● Extracto de página
UN ALMA SIMPLE
El ser es lo que conoce, afirma la sentencia clásica. Y ella sólo conoció el servicio a los demás. Desde esa experiencia, que pareciera ser tan reducida, lo supo todo: la alegría, la perseverancia, el método, la generosa bondad. Y el mal, desde luego, principio opuesto y complementario de cualquier manifestación. Pero no hizo mayor caso de él. Siendo un alma simple, los otros no la atribulaban con sus irritantes personales: era invulnerable gracias a ese disfraz de simpleza que algo ---el ser, un dios, el destino--- adoptó en ella. La fuerza tranquila, sosegada, de estar a los lados de las cosas, en los intersticios de la cuestión.
Su mente no era de especialista sino de principiante, por eso saludaba a la gente con la risueña cordialidad de la primera vez. Tenía sus desafectos criminosos: señoras guandajas, hombres facetos, pero a muy pocos los confiaba. Cuando lo hacía, una explosión superior de risa concluía el pecadillo venial.
Un maestro albañil, artesano que nunca supo latín y no mereció el apelativo de arquitecto, le profetizó que cuando llegara al cielo el portero de la corte celestial la rechazaría por haber sido tan tontamente buena. Ella reía al oírlo, siempre reía. Había puesto en práctica, con femenina tersura, lo que muchos años antes teorizó un jesuita que buscaba fósiles en el desierto del Gobi: de ahora en adelante, dijo, debo renunciar a mí mismo y dedicarme a servir a los demás.
Lo simple cumple una función compleja. Ella, ama de llaves de una familia que había heredado una casona en la plaza de un pueblito alteño, se convirtió en el centro de tres generaciones familiares y administró un imaginario emocional ajeno, que tomó como propio con su invariable estar ahí. Una alegoría del trabajo de servidumbre vuelto un yoga de lo cotidiano (el más difícil, dijo una santa que lo practicó) y de una pedagogía de la acción repetida una y otra vez con monótono poder. Limpiar su casa, por ejemplo, como hacía ella, cuidar de sus exuberantes plantas, cocinar para quien ocupara de comer.
La muerte, costumbre que suele tener la gente, a Socorrito, como se le llamaba, le llegó. En su estoicismo crónico no confesó enfermedad o dolor alguno hasta que un día pidió ser llevada de urgencia al hospital. Un cáncer incurable le fue detectado. Los médicos la abrieron y la volvieron a cerrar.

● Datos de origen
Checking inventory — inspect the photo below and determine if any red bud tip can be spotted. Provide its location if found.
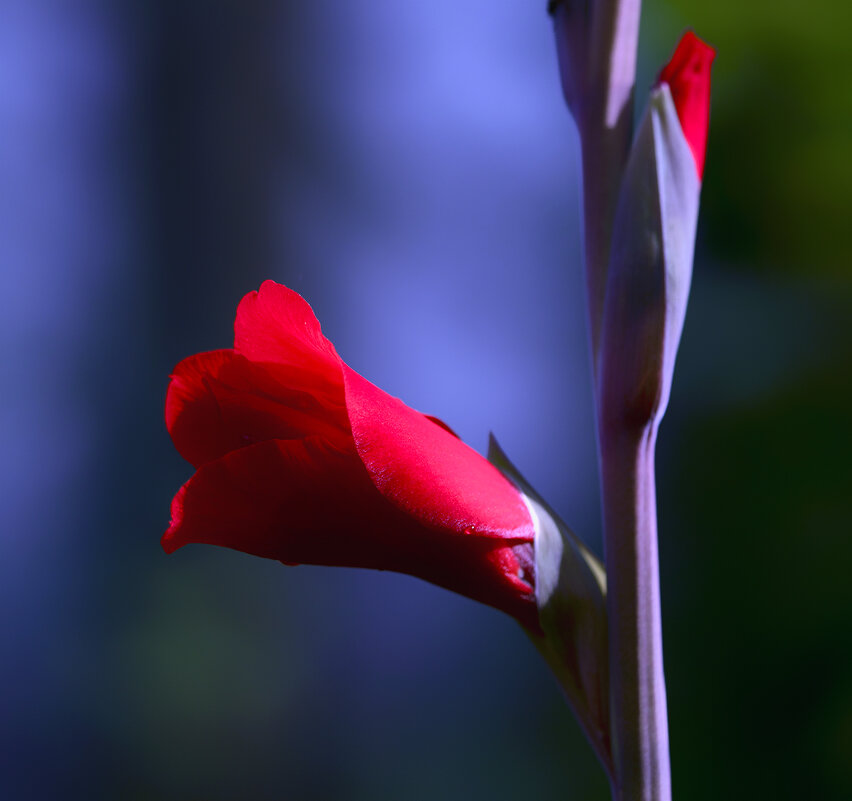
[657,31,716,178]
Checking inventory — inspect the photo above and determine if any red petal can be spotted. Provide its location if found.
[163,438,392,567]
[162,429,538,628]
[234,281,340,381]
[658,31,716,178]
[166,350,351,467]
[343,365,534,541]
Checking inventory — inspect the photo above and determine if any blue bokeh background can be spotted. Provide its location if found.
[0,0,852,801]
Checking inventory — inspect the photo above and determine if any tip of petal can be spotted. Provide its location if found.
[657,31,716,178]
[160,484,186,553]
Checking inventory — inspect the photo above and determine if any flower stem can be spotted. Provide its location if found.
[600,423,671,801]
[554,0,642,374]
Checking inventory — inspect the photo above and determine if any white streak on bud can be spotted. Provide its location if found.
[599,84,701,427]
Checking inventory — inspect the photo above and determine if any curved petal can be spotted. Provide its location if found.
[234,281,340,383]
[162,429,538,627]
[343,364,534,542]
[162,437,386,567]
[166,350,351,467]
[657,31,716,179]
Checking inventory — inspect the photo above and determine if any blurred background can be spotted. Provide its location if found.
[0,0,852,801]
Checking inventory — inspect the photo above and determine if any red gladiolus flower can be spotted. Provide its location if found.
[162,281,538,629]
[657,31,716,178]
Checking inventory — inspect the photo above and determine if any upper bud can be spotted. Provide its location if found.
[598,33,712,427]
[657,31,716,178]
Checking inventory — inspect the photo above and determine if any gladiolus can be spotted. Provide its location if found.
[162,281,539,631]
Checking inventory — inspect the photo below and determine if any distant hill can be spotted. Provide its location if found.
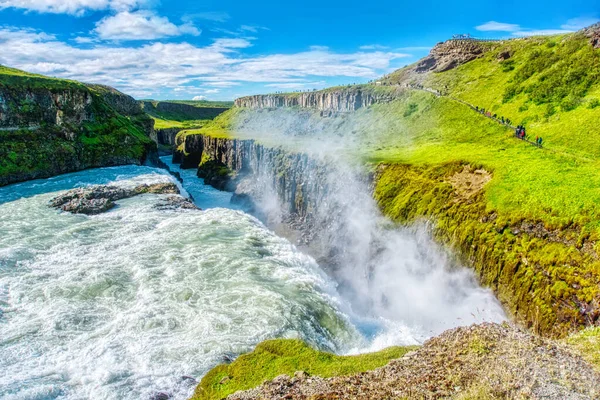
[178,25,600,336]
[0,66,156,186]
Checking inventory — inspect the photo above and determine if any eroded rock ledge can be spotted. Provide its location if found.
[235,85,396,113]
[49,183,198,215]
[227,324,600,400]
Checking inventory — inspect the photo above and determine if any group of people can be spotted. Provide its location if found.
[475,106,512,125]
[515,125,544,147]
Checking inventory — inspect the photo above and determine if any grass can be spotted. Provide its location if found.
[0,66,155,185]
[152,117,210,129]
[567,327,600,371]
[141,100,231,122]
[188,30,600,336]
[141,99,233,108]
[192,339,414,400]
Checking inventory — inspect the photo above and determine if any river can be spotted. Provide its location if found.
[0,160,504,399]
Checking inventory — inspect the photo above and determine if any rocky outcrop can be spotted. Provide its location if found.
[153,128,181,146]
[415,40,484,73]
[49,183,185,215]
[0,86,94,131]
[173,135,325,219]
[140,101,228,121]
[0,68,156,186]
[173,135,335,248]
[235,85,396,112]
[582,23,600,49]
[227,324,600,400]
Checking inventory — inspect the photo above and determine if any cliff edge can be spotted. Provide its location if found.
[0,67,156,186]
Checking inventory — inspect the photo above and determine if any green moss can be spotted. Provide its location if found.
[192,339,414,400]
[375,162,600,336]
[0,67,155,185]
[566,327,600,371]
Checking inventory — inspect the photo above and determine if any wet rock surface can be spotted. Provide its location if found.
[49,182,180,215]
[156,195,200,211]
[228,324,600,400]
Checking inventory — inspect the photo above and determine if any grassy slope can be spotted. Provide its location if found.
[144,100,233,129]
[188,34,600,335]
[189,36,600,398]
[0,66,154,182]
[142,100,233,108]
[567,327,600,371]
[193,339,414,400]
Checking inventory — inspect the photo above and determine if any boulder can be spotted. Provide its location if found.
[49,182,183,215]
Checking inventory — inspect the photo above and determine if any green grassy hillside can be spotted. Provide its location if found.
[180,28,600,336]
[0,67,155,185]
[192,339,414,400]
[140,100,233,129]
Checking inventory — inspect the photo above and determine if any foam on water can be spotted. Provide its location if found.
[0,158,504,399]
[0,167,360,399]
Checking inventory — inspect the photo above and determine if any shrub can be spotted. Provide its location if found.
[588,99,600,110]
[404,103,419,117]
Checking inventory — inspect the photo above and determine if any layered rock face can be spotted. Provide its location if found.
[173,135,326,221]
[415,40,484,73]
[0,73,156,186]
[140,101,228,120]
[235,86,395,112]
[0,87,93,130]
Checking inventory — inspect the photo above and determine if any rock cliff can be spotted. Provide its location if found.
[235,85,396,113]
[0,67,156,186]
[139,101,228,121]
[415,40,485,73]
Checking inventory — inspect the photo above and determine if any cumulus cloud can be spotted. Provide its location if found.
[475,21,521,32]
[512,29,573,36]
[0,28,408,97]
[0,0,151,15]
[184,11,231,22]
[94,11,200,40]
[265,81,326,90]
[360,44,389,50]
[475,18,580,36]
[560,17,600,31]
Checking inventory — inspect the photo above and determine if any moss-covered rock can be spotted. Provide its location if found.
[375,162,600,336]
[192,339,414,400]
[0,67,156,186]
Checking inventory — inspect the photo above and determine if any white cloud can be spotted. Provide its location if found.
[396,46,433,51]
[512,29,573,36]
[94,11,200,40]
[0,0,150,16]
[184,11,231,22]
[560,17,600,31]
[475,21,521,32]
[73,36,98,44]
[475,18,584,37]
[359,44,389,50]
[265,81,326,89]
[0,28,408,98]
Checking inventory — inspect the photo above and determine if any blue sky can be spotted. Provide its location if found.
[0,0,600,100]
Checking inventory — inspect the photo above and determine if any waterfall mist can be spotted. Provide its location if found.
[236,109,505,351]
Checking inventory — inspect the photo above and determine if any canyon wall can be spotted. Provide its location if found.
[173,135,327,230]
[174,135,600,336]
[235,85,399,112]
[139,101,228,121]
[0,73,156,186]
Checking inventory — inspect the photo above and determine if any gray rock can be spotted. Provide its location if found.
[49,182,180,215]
...
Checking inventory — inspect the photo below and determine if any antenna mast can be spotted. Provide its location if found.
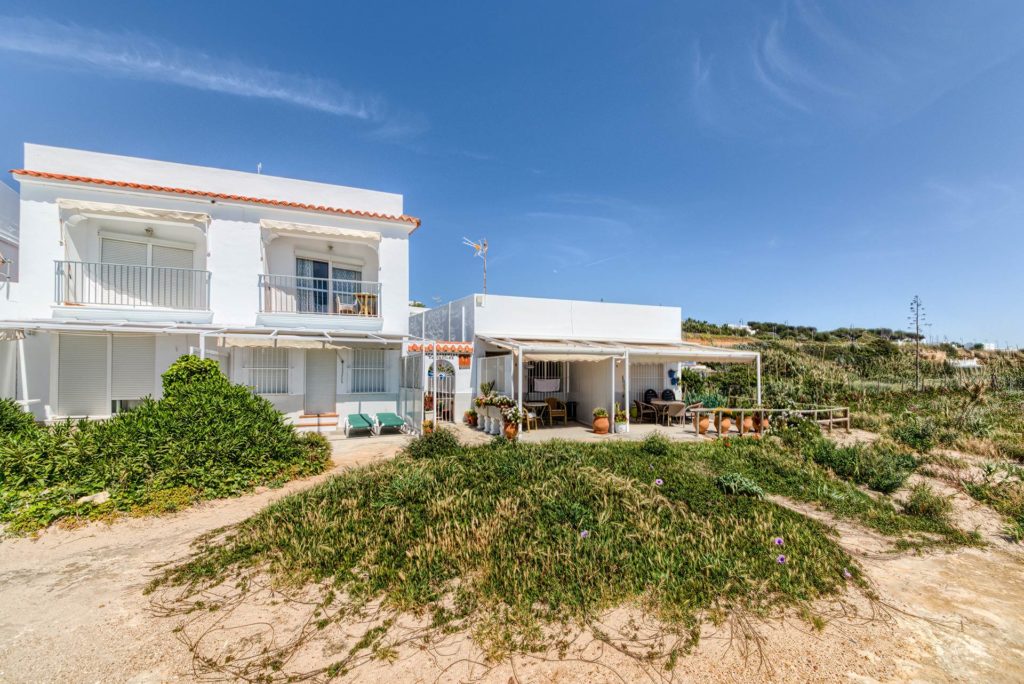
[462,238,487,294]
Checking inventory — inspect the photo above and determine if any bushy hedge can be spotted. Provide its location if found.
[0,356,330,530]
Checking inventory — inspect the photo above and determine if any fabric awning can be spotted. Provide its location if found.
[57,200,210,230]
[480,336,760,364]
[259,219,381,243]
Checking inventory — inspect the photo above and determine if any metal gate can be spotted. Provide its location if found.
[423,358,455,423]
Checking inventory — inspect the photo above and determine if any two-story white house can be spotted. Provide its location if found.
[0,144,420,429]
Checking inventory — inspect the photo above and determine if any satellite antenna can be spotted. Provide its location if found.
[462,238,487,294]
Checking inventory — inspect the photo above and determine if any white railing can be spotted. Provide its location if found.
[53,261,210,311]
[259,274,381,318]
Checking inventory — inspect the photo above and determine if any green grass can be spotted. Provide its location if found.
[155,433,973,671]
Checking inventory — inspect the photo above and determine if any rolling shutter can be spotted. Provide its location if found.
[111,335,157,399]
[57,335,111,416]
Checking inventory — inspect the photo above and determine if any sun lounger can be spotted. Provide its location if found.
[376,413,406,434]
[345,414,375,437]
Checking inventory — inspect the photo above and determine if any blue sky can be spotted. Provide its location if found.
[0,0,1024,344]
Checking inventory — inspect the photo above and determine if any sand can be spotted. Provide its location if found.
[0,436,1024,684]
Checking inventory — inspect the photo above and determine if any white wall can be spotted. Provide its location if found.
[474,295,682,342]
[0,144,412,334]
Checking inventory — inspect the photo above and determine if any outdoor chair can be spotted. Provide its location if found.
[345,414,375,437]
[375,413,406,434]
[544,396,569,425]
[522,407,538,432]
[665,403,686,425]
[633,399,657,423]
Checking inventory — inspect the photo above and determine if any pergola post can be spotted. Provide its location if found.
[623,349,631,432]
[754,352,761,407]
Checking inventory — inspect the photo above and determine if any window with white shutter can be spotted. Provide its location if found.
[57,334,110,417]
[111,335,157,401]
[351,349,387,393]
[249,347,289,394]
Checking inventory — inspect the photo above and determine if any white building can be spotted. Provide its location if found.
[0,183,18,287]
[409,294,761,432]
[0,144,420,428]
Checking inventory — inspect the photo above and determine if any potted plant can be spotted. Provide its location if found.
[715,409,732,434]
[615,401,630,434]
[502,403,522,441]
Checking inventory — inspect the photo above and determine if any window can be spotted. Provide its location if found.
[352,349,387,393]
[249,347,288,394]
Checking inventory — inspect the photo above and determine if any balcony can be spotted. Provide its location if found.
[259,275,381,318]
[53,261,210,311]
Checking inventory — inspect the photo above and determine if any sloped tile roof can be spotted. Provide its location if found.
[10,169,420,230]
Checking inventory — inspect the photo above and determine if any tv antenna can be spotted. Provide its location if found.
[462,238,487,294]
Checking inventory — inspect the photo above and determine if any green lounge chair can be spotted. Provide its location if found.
---
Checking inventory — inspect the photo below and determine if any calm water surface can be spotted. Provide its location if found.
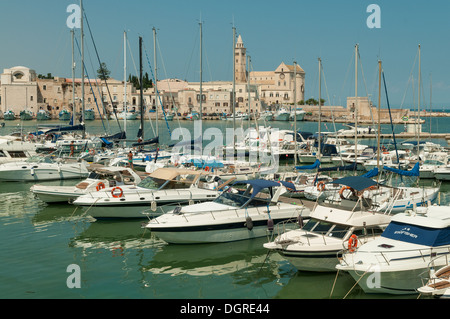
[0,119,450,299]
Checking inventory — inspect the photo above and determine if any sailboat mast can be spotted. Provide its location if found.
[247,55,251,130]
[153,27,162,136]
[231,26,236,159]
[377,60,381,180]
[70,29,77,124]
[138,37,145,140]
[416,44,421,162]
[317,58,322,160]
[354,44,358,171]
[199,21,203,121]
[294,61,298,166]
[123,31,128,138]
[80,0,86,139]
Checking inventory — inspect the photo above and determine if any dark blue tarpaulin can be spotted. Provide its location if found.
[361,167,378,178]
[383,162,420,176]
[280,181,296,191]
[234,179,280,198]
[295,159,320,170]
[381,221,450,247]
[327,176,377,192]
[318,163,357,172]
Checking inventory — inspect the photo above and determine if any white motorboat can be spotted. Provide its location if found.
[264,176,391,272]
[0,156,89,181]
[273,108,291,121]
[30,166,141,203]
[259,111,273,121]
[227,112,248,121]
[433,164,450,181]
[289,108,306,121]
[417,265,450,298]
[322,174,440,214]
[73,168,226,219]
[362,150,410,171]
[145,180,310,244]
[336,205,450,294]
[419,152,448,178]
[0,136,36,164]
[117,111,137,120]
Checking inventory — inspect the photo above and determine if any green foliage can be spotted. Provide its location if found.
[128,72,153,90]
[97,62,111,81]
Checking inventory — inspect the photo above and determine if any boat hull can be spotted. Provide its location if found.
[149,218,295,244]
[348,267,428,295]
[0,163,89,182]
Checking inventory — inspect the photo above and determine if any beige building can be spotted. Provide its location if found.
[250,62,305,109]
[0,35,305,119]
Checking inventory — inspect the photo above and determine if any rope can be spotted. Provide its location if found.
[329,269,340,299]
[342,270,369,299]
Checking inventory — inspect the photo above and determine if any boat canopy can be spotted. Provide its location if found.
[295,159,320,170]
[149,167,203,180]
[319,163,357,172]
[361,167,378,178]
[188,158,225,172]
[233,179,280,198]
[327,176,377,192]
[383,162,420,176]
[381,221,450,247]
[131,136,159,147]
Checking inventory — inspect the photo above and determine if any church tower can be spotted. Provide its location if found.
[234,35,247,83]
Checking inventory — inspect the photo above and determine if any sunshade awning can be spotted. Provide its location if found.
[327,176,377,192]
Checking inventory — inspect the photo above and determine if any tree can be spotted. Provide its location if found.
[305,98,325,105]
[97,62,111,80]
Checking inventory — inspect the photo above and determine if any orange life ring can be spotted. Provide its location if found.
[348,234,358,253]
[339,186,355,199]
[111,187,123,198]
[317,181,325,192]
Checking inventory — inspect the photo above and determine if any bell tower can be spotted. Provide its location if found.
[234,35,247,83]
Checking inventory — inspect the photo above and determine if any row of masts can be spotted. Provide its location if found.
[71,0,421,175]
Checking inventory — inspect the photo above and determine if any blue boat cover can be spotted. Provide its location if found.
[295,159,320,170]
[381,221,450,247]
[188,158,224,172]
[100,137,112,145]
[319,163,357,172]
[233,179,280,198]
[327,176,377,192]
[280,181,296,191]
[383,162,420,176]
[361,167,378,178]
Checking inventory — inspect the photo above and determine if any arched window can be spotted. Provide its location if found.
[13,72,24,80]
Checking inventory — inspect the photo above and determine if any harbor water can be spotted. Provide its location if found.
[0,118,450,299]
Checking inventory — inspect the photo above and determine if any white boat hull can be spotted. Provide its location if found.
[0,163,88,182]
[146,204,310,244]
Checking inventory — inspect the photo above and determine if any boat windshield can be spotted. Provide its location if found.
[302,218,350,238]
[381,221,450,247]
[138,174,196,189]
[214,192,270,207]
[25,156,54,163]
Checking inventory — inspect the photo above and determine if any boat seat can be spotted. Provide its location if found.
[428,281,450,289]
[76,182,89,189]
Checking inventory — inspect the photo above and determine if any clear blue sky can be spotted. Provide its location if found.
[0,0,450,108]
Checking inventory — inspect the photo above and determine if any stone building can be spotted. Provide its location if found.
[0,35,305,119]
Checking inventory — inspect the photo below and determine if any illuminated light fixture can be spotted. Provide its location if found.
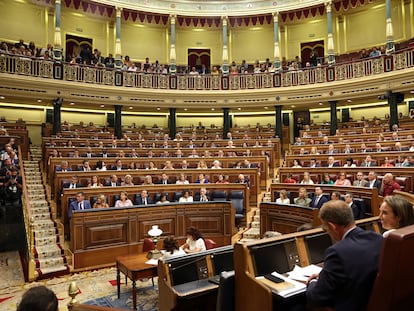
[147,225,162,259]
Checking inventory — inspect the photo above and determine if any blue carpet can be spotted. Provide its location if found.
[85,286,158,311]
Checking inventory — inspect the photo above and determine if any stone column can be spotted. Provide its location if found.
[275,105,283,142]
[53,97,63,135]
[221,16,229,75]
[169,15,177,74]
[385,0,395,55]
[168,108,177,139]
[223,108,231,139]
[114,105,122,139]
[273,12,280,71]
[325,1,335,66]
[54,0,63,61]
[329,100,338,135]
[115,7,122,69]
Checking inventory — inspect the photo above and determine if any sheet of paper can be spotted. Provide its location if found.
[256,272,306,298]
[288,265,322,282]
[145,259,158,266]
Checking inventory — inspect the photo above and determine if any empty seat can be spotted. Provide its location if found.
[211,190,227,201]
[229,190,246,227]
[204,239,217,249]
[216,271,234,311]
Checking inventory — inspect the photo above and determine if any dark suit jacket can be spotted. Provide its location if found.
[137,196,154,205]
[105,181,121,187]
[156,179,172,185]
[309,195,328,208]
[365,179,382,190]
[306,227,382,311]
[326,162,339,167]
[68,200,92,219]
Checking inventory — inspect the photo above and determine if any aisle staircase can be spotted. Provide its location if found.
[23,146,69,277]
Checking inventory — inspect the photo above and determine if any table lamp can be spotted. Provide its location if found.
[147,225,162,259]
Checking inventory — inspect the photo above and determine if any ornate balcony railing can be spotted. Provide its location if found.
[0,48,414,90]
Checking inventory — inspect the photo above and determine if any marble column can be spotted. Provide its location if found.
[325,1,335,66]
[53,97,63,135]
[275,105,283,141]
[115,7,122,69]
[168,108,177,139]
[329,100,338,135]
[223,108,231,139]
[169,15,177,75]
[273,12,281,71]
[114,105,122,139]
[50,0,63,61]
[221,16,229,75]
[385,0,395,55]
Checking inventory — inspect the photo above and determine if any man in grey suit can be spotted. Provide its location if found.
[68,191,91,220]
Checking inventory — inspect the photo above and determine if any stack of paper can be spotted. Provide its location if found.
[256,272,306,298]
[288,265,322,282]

● Qué debes hacer
Transcribe del extracto el pasaje que empieza con las palabras "Un maestro albañil, artesano" y termina con "servir a los demás.". Los registros son un material independiente del extracto.

● Respuesta del ejercicio
Un maestro albañil, artesano que nunca supo latín y no mereció el apelativo de arquitecto, le profetizó que cuando llegara al cielo el portero de la corte celestial la rechazaría por haber sido tan tontamente buena. Ella reía al oírlo, siempre reía. Había puesto en práctica, con femenina tersura, lo que muchos años antes teorizó un jesuita que buscaba fósiles en el desierto del Gobi: de ahora en adelante, dijo, debo renunciar a mí mismo y dedicarme a servir a los demás.